__Задание 1__. Процитируйте дословно фрагмент текста о Боге, начиная со слов «Такое божество очень» и заканчивая словами «тесно без творения.».
__Задание 2__. Какая черта, согласно тексту о Боге, роднит Бога с ангелами и собаками?
__Задание 3__. Продолжите текст о Боге, начав сразу после его последнего предложения.

__Исходный текст__.
Бог-боженька и бог-божок сходны в одном: они властвуют, но не любят. Им нужны подданные, но им не нужны любимые. Впрочем, подданные им тоже не так уж нужны, они и без подданных велики. Их можно познавать и понимать, но их нельзя обнять.
Такое божество очень близко и понятно человеку, потому что таков всякий человек, ставящий себя выше других — то есть, буквально всякий. Если бы люди творили бога по своему образу и подобию, только такой бог и был бы известен людям. Однако, людям известен и настоящий Бог — Бог, Который не нуждается ни в чём и нуждается во всех и каждом. Бог, Который может пережить, если Его не любят, хотя и страдает. Бог, Который может умереть, если Его не любят до того, что казнят. Бог, не имеющий пространственных измерений, но Которому тесно без творения.
Такой Бог велик, потому что Он съёживается до вселенной, доходит до каждого атома и нейтрино, до всего Ему есть дело, и обо всём Он заботится изнутри, не отменяя свободы и независимости Своих творений, какими-то обходными, чудными (чудаковатыми и чудесными) способами. Учитель «выгорит», если будет слишком вкладывать душу в заботу о своих учениках, врач «выгорит», если не соблюдет дистанцию в отношениях с больными. Бог — не выгорает, хотя Он вообще снимает дистанцию между Собой и творением. Он — разгорается. Человек даже интереснее Богу, чем другому человеку. Другой интересуется собой, другими людьми, Богом — а Бог интересуется только другими людьми, но не Собой. Отсюда молитва — довольно странный для человеческого эгоизма разговор, в котором одна сторона в основном слушает, а другая в основном говорит. Благодать не столько учит человека просить чего-либо у Бога или благодарить о чём-либо, сколько даёт почувствовать, как Бог внимателен к нам, даже, когда мы ругаем Его.
* * *
Есть в Боге одна черта, роднящая его с ангелами и собаками — верность. Другое дело, что в Боге это — одна черта из невообразимого количества, а в ангелах и собаках только это одно и есть.

__Раздел данных__.
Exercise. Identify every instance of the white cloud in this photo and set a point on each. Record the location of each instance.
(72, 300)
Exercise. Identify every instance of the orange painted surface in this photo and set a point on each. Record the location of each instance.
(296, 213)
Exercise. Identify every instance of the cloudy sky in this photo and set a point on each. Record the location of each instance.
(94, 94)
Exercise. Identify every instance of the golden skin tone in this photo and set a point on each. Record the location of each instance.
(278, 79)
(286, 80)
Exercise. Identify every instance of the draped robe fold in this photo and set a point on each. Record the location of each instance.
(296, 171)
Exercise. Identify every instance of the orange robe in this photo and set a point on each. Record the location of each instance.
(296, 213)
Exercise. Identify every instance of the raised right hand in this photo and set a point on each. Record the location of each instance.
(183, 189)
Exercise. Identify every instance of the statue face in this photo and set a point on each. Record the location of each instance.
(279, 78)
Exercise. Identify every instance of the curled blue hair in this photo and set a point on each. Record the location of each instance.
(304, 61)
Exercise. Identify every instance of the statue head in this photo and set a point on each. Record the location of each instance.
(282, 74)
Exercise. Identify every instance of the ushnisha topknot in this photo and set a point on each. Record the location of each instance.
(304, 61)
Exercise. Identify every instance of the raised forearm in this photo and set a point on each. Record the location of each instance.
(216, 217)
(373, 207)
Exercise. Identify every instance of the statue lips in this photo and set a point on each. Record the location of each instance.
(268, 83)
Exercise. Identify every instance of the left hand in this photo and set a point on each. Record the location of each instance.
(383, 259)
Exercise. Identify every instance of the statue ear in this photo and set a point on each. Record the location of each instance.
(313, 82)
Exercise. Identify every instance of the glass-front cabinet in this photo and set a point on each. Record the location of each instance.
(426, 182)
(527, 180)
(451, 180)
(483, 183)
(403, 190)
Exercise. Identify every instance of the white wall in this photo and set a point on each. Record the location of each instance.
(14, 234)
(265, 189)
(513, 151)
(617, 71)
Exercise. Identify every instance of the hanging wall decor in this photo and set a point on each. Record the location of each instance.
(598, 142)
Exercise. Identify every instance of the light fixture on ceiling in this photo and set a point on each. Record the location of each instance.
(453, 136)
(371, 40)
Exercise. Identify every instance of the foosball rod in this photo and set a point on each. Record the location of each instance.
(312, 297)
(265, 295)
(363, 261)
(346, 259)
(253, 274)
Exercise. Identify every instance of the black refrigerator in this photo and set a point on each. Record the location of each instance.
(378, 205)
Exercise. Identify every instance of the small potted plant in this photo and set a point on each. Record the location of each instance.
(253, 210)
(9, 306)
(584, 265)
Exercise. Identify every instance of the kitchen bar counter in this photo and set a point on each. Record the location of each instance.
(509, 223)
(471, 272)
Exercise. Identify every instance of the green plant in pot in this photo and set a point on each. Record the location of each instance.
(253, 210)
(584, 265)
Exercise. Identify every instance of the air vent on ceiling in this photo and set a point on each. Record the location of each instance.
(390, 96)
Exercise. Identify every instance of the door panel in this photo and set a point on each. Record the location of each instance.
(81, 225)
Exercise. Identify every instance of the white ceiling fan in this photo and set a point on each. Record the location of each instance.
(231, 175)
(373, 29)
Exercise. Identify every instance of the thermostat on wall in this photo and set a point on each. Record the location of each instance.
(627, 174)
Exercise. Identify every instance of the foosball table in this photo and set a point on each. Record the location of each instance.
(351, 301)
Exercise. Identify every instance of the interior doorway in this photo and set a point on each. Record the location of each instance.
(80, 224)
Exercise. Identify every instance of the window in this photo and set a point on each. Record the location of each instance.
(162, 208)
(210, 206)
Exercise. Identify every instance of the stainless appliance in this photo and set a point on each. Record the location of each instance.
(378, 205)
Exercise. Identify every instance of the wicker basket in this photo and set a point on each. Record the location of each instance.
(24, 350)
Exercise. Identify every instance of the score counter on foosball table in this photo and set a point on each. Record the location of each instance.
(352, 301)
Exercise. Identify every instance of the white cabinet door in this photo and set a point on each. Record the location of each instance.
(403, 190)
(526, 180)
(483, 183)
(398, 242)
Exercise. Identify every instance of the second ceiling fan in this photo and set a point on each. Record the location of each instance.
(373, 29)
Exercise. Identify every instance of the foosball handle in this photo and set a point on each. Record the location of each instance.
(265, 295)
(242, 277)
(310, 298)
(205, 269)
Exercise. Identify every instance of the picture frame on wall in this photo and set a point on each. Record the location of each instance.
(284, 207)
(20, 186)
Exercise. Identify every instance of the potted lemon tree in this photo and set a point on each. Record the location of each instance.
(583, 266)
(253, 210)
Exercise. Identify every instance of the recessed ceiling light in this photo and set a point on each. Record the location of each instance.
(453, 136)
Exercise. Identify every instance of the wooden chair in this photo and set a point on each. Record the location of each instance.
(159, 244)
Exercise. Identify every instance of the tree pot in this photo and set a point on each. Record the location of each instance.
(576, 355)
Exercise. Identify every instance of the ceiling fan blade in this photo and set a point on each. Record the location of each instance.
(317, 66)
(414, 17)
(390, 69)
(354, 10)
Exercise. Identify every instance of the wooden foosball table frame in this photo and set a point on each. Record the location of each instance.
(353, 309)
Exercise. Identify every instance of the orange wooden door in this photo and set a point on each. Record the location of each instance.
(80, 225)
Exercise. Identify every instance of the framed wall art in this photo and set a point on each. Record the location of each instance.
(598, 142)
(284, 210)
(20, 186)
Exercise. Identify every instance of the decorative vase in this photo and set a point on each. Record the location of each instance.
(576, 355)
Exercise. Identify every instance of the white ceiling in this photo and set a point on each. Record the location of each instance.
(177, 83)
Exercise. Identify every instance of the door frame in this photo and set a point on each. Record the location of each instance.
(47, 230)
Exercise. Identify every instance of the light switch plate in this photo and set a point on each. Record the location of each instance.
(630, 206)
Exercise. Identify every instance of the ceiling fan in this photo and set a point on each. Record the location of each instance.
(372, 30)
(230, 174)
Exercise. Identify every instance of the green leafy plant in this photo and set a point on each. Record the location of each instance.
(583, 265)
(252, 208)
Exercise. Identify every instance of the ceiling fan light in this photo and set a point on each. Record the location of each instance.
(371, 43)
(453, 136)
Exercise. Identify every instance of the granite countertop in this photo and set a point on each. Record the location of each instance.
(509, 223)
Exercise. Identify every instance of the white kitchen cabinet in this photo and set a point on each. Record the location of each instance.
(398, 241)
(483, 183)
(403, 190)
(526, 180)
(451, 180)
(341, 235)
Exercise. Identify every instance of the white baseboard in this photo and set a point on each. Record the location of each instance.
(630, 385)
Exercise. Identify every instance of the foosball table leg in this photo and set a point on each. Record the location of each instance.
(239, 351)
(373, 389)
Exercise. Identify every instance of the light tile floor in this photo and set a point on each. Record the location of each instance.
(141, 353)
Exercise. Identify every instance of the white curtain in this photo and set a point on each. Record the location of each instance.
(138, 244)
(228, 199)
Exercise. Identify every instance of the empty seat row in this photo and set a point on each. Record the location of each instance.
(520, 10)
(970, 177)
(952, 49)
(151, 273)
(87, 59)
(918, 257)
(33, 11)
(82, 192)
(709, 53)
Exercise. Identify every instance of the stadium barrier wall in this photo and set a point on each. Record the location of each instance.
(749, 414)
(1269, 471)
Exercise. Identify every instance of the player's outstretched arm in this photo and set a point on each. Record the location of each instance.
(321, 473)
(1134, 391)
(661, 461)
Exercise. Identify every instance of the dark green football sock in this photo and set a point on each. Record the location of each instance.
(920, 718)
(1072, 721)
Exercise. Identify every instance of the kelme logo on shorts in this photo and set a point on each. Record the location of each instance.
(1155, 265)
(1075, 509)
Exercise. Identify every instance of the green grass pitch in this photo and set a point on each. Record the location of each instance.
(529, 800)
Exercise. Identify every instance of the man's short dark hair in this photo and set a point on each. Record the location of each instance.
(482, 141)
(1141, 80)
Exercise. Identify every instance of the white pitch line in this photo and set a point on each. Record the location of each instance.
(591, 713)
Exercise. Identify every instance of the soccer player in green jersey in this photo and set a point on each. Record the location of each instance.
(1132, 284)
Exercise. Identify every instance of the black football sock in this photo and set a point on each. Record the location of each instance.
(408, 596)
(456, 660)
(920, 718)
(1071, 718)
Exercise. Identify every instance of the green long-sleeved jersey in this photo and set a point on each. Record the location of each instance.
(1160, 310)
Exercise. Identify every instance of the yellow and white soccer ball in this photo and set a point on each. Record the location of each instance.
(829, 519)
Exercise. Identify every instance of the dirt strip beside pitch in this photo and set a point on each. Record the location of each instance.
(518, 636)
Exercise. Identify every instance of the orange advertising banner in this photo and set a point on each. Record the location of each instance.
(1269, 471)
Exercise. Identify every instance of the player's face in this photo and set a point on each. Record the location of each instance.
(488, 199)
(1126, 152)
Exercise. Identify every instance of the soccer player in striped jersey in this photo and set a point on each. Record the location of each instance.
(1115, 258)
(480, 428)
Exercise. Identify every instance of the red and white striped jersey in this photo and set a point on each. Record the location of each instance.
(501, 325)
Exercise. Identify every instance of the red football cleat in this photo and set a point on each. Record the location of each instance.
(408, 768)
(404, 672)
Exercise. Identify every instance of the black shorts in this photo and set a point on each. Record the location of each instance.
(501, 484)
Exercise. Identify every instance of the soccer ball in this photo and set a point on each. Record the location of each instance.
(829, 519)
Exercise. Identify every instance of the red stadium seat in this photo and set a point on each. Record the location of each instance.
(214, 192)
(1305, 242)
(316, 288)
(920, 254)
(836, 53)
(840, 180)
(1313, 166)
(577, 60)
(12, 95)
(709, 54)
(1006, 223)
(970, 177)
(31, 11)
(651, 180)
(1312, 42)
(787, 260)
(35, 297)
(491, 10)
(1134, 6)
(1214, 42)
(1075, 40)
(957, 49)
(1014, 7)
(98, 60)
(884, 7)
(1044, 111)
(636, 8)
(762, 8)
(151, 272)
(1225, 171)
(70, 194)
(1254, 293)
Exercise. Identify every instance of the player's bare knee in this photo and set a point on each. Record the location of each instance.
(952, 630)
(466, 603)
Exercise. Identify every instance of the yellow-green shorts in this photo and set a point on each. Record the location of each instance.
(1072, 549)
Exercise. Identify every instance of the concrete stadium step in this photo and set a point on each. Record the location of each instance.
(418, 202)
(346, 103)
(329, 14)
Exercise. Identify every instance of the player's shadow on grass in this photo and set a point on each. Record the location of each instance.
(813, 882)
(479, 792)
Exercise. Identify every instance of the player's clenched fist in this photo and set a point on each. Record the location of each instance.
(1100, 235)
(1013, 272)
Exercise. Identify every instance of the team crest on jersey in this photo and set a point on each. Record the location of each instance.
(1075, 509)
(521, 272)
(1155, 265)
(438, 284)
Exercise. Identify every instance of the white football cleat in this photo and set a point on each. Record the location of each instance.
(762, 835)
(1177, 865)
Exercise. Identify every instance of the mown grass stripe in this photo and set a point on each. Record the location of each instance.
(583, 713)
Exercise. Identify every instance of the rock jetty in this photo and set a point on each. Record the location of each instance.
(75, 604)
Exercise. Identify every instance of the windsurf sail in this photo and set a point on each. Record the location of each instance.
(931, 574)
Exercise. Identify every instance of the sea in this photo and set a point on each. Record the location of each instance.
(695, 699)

__Результат выполнения 1__.
Такое божество очень близко и понятно человеку, потому что таков всякий человек, ставящий себя выше других — то есть, буквально всякий. Если бы люди творили бога по своему образу и подобию, только такой бог и был бы известен людям. Однако, людям известен и настоящий Бог — Бог, Который не нуждается ни в чём и нуждается во всех и каждом. Бог, Который может пережить, если Его не любят, хотя и страдает. Бог, Который может умереть, если Его не любят до того, что казнят. Бог, не имеющий пространственных измерений, но Которому тесно без творения.

__Результат выполнения 2__. Верность.

__Результат выполнения 3__.
Верность Бога, однако, имеет непривычный для человека вкус, потому что Бог верен не по нужде. Ангел не может не быть верным, он нуждается в ком-то, кому он хранит верность — увы, падший ангел хранит верность самому себе, но всё же хранит. Собака, увы, может хранить верность надзирателю или преступнику. Им нужны объекты верности.
Богу не нужен никто, в том числе, человек. Да, Бердяев совершенно писал, что есть нужда Бога в человеке, что нелепо представлять Бога бесчувственным чурбаном. Однако, нужда бывает разная. Бывает нужда от недостаточности — именно такая у ангелов с собаками, бывает нужда от избытка. Иисус — проходит сквозь человечество, словно гость случайный. Есть апостолы — хорошо, нет — обойдётся. Вот в Отце Иисус нуждается, а с людьми как-то иначе. Это замечательно — значит, Его можно любить. Любовь не терпит причинности. Если у любви есть причина, то это уже не любовь. Бог верен по любви, а не по нужде. Может ли человек ответить Богу тем же? Наверное — в конце концов, «блаженны нищие духом» как раз о том (помимо прочего), что нужду надо уметь переносить, чтобы любить не то, что помогает справиться с нуждой (и не тех), а просто — любить.